■ CONSIGNE A
Reproduisez à l'identique le portrait de Vivien Fontvieille entre « Que voulait-il faire » et « les personnes Sourdaveugles). », bornes incluses.
■ CONSIGNE B
D'après le portrait de Vivien Fontvieille, dans quelle ville du Canada est-il allé étudier ?
■ CONSIGNE C
Prolongez le portrait de Vivien Fontvieille à la suite de sa dernière phrase.

■ PASSAGE
Vivien Fontvieille

Retrouvez la version en LSF du portrait au bas de cette page

Vivien Fontvieille, traducteur et interprète en langue des signes, n’avait, de son propre aveu, jamais imaginé vivre à Paris, la ville où il s’est installé il y a un an. 

Ce natif de Lyon, âgé de 37 ans y est venu pour le travail. Mais le trajet n’a pas été direct. Les différentes formations qu’il a suivies au cours de sa carrière l’ont d’abord conduit à Montpellier puis Toulouse et en Bretagne. Il a ensuite traversé l’Atlantique pour poursuivre des études au Canada, effectuer des stages aux États-Unis, avant de revenir en France, à Nantes, et enfin à Paris. On le retrouve près d’un lieu emblématique de la capitale, la place de la République, pour évoquer son impressionnant parcours professionnel. 

Vivien est le seul Sourd de sa famille. Ses parents et ses deux sœurs sont entendants. « Ma grande chance, c’est que ma famille a décidé d’utiliser la langue des signes : j’ai été élevé avec la langue des signes et jamais dans l’oralité », explique-t-il. Enfant, il a subi les préjugés liés à sa surdité, mais il relativise : « On le sait, le monde n’est pas parfait. Quand j’ai grandi, j’ai subi des moqueries, mais je n’ai jamais été malheureux. J’ai eu la chance d’avoir une langue bien installée, une très bonne entente dans ma famille, et d’être heureux. Cela m’a vraiment permis d’avoir confiance en moi. Le reste, le négatif, c’est vraiment minoritaire ». 

Que voulait-il faire quand il était petit ? « J’ai beaucoup changé d’idée, comme le font souvent les enfants. Jusqu’au lycée, je voulais être traducteur vers l’anglais car je pensais que pour être interprète, il fallait être entendant. A cette époque, j’ignorais que moi, en tant que sourd, je pouvais aussi faire ce métier. Donc je me suis dirigé vers la traduction en anglais. À la fin de mes études, j’ai appris qu’il existait de la traduction en langue des signes et du coup, j’ai bifurqué vers cette voie. Je suis allé à l’université à Toulouse pour apprendre la traduction vers la LSF ». En complément, il se forme pour pouvoir traduire en langue des signes tactile et haptique (pour les personnes Sourdaveugles). 

Puis il se tourne vers l’interprétation en signes internationaux : « Il fallait que ce soit validé par une formation internationale. Je suis au Canada pour apprendre plusieurs langues des signes et améliorer mon anglais écrit/lu. J’ai choisi la partie ouest du Canada, qui est anglophone, à Vancouver, pour m’immerger totalement dans un bain linguistique ». Il y acquiert plusieurs langues des signes : canadienne, québécoise et américaine, puis passe avec succès un concours pour devenir officiellement interprète en signes internationaux.

[Extrait du jeu de données]

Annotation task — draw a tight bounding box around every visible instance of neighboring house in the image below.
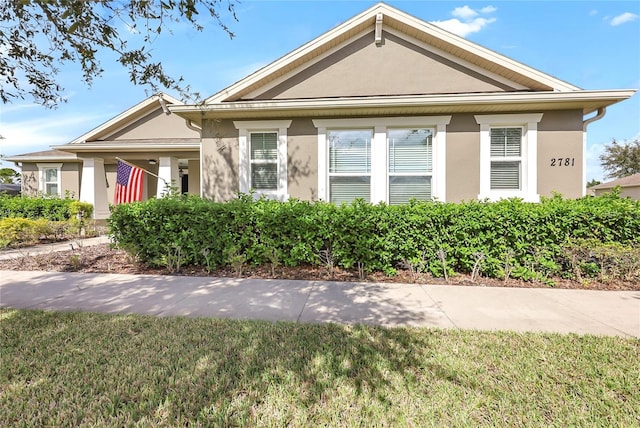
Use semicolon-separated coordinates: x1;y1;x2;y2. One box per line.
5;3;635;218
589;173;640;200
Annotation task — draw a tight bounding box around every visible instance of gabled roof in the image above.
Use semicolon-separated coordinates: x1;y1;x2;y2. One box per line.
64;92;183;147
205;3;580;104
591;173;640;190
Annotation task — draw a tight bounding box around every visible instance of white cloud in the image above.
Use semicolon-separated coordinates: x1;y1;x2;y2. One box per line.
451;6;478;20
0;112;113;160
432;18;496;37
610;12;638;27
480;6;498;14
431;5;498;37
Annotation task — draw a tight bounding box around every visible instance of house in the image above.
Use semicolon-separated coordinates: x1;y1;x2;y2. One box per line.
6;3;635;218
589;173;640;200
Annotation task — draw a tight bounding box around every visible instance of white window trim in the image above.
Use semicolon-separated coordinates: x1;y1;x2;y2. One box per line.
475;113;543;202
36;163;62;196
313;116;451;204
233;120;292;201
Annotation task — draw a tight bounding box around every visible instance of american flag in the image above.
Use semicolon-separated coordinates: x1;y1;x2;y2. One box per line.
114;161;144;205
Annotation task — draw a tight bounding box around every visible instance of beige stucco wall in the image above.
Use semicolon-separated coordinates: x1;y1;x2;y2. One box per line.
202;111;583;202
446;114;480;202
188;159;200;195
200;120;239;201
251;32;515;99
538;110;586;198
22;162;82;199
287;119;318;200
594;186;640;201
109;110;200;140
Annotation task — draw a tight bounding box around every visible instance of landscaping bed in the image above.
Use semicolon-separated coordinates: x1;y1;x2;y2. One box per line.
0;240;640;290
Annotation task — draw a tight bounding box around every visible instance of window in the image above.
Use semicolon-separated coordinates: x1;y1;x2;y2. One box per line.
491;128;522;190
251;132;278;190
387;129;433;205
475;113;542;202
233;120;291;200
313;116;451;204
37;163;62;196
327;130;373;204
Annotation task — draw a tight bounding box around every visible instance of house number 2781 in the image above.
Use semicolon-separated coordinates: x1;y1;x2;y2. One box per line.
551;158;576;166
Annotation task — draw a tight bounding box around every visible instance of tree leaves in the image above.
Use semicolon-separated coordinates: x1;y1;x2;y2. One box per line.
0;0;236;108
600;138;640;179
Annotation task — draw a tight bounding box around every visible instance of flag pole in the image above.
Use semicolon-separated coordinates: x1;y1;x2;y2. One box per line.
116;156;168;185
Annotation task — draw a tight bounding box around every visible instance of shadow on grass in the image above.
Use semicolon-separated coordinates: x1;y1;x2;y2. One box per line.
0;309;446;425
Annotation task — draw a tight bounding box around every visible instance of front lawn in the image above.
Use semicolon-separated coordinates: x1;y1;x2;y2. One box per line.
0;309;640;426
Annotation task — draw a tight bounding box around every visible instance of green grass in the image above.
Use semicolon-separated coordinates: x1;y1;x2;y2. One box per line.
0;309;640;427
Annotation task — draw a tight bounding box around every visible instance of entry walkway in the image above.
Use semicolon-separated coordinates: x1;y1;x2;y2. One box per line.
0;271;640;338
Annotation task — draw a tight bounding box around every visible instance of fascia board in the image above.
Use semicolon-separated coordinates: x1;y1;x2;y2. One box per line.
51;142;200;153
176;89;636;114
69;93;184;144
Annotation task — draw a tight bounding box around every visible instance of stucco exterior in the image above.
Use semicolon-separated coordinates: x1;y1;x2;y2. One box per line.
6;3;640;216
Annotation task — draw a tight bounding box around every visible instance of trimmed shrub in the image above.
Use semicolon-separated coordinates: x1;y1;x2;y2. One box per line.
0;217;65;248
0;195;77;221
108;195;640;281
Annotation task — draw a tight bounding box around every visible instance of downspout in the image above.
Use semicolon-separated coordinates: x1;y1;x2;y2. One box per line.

■ RÉPONSE A
Que voulait-il faire quand il était petit ? « J’ai beaucoup changé d’idée, comme le font souvent les enfants. Jusqu’au lycée, je voulais être traducteur vers l’anglais car je pensais que pour être interprète, il fallait être entendant. A cette époque, j’ignorais que moi, en tant que sourd, je pouvais aussi faire ce métier. Donc je me suis dirigé vers la traduction en anglais. À la fin de mes études, j’ai appris qu’il existait de la traduction en langue des signes et du coup, j’ai bifurqué vers cette voie. Je suis allé à l’université à Toulouse pour apprendre la traduction vers la LSF ». En complément, il se forme pour pouvoir traduire en langue des signes tactile et haptique (pour les personnes Sourdaveugles).

■ RÉPONSE B
À Vancouver.

■ RÉPONSE C
C’est au Canada qu’il découvre la co-interprétation. Cette technique se pratique en binôme « interprète entendant », « interprète sourd ». L’interprète entendant interprète ce qu’il entend vers une langue des signes et son collègue sourd récupère cette première interprétation pour la retraduire/transmettre plus exactement au public sourd, avec l’objectif de restituer le discours dans une forme plus naturelle, plus idiomatique, étant donné que cette langue cible est généralement sa langue maternelle.

Il se souvient : « La chance que j’ai eue, c’est que je faisais un stage à l’université et qu’il y avait de la co-interprétation donc j’ai pu apprécier l’apport de cette technique pratiquée depuis 20 ans outre-Atlantique ».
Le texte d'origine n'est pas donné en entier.